Ojo de pez

Pablo Bujalance

pbujalance@malagahoy.es

Virgencita

¿Qué quiere dar a entender el alcalde de Cádiz? ¿Que a los pobres sí les conviene una superstición primaria?

Entonces, según el alcalde de Cádiz, una talla mariana que venga promovida por bases, digamos, populares, trabajadoras, jornaleras, con representatividad en los estratos menos favorecidos de la sociedad y bendecida por todo ese amplio espectro que busca su hueco bajo la clase media, sí es digna de recibir una distinción pública. En cambio, si quien decide colgar la medalla a otra Virgen (o a la misma, tanto da) es un ministro, un señorito, un miembro de las fuerzas armadas o un facha de libro, entonces no, lo que se produce es un atropello a la democracia. El mismo Pablo Iglesias ha dado por buenas estas explicaciones, así que ya sabemos a qué atenernos. Sin embargo, con todo lo que ha caído, y con la que está cayendo, a lo mejor resulta oportuno recordar que conceder un reconocimiento público (ya sea la Medalla de la Ciudad, de la Policía o de los Objetos Perdidos) a un símbolo religioso constituye, siempre, una pésima idea. Da lo mismo que hablemos de la Virgen de los Parados o del Cristo de los Ricachones Corruptos: lo público es de todos, pertenece a todos y es responsabilidad de todos; por tanto, conferir un cargo de honorabilidad pública a un emblema que representa sólo a unos pocos implica incurrir en una mezquindad que nadie se merece. Vender tan barato lo poco que tenemos es aún peor.

O ¿qué es exactamente lo que quiere dar a entender Kichi? ¿Que a los pobres, por ser pobres, sí les conviene cultivar una superstición primaria que les consuele de sus desdichas mientras que los apóstoles del neoliberalismo ya tienen bastante con sus yates y su personal de servicio? ¿Es esto? Es decir, ¿dejamos lo de la titularidad aconfesional del Estado para los que puedan pagárselo y convertimos a las Vírgenes en alcaldesas perpetuas a la salud de los beneficiarios de las pensiones no contributivas? ¿En qué siglo vive el alcalde de Cádiz? Por supuesto que las creencias religiosas merecen, como expresiones de lo humano, un lugar en el espacio público: para eso están las procesiones. Pero de ahí a darles una medalla hay un trecho, y ante tanto empeño en saltárselo hasta Montesquieu se habría echado a temblar. Si a Kichi le presentan diez millones de firmas para que le entregue el dichoso trofeo a tal Virgen, a lo mejor el ejercicio de la política consiste en decir que no. En ofrecer alternativas y modelos que inspiren en lugar de adocenar y pastorear. Pero qué alcalde renunciaría, ay, a la popularidad.

Lo más divertido de todo esto ha sido comprobar qué era eso del cambio. Igual para ser un radical hay que volver al siglo XVIII. Me temo que no hay más remedio.

Consigna: Transcriba de nuevo el fragmento de la columna que va desde "Lo más divertido" hasta "hay más remedio.", ambos incluidos, y cambie "radical" por "revolucionario".

Registros proporcionados:
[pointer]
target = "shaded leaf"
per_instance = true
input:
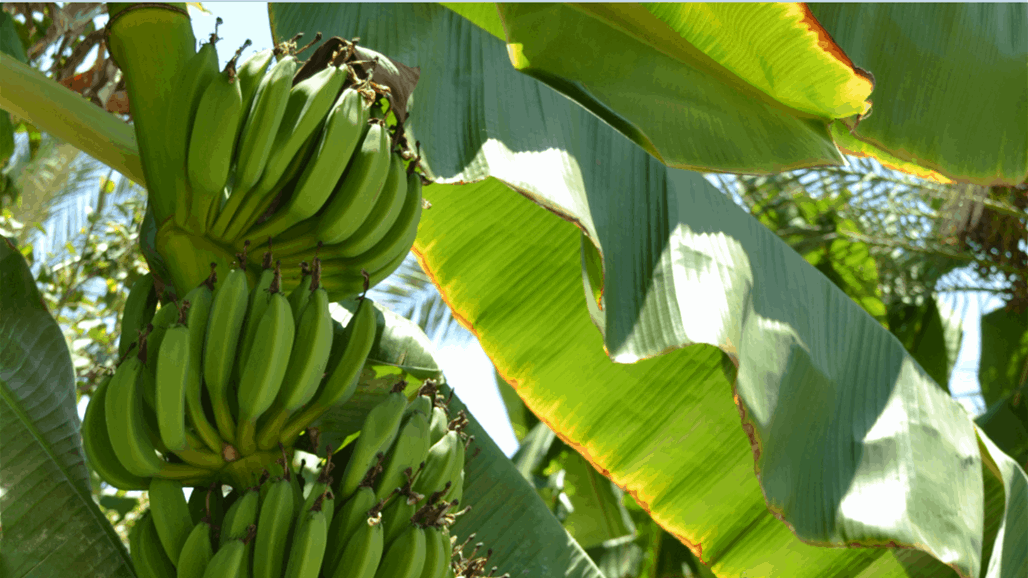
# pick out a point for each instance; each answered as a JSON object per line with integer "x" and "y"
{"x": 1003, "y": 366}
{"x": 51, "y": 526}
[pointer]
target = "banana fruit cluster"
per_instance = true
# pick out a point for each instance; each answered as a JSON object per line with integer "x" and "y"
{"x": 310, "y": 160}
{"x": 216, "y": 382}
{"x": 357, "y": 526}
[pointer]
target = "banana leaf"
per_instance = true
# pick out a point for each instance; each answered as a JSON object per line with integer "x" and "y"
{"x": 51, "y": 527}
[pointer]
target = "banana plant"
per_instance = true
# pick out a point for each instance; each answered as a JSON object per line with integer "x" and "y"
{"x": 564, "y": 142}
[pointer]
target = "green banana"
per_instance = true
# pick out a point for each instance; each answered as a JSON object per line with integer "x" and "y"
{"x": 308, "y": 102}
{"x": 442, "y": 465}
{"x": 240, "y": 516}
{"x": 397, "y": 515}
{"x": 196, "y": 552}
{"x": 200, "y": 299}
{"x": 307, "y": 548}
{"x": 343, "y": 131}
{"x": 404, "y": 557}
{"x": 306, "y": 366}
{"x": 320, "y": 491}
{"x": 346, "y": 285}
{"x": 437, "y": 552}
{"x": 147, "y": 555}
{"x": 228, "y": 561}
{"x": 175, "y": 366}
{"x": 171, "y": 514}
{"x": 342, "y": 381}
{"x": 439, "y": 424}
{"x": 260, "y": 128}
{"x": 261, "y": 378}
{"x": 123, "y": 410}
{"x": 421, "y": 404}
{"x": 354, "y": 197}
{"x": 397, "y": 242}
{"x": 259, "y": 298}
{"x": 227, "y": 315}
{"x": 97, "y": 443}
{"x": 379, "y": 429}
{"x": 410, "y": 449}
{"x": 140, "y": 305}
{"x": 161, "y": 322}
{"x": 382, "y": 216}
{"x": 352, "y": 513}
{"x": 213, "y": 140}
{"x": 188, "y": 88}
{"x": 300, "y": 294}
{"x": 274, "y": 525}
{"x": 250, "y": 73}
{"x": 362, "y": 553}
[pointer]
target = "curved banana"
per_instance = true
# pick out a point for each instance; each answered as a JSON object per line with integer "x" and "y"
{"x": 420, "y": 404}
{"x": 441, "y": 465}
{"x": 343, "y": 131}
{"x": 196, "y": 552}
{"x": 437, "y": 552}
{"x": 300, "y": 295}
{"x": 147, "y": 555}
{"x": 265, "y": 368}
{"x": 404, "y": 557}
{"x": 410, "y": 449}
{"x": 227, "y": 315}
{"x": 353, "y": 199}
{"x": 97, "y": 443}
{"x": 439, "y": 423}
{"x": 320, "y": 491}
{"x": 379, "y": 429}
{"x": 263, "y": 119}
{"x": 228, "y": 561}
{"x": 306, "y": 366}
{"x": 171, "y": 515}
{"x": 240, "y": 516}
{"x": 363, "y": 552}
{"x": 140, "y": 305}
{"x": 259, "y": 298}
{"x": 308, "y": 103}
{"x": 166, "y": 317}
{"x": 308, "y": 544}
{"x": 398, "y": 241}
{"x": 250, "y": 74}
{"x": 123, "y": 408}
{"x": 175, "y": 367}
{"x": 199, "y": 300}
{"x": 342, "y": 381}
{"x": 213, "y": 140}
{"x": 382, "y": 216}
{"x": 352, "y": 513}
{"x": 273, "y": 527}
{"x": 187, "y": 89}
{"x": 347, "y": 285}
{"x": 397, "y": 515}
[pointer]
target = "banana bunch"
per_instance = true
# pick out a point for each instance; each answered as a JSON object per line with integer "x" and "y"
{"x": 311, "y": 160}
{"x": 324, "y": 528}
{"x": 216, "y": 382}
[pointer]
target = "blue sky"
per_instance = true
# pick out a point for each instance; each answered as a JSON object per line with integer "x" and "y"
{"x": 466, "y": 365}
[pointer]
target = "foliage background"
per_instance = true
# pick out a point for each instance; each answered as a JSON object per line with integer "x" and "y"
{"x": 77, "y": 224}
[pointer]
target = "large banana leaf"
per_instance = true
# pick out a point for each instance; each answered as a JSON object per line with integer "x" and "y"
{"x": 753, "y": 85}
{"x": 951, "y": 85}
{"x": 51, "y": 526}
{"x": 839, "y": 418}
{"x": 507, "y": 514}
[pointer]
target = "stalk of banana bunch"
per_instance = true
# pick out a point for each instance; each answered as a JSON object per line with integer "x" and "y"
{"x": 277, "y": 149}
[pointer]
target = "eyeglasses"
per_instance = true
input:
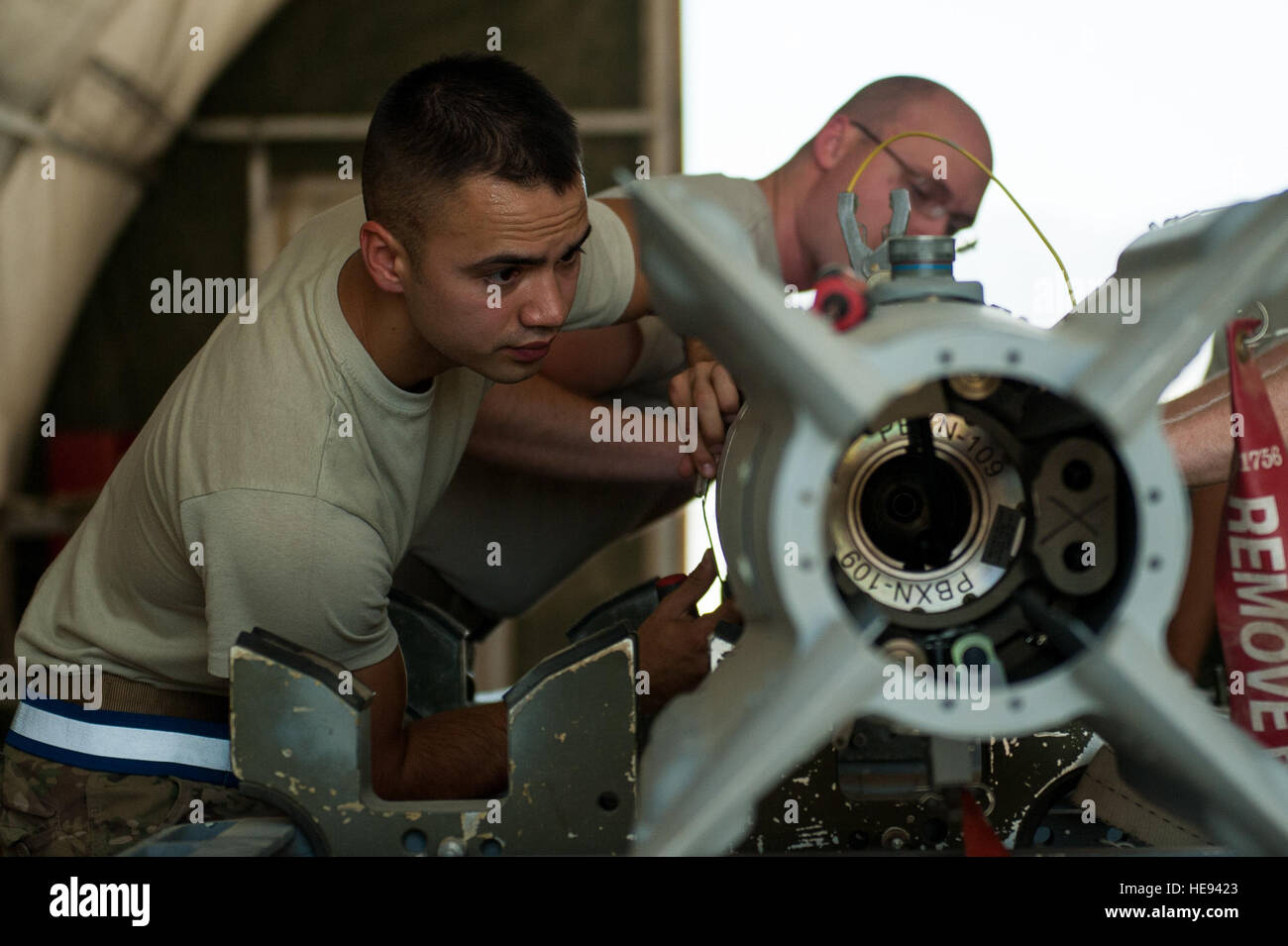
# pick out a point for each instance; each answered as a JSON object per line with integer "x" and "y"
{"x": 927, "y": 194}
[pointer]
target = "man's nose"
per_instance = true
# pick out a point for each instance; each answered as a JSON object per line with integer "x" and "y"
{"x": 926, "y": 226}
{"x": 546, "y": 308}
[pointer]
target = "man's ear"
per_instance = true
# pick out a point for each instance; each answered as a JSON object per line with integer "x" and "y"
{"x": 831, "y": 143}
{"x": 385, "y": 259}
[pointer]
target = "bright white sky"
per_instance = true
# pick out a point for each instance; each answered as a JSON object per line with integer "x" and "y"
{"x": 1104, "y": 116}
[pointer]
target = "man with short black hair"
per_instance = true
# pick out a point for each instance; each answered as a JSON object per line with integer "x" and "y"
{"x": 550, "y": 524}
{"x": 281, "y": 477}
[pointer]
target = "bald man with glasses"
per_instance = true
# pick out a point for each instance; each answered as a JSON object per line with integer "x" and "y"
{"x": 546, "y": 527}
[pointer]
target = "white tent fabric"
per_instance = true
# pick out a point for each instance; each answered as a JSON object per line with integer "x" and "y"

Respuesta:
Lo más divertido de todo esto ha sido comprobar qué era eso del cambio. Igual para ser un revolucionario hay que volver al siglo XVIII. Me temo que no hay más remedio.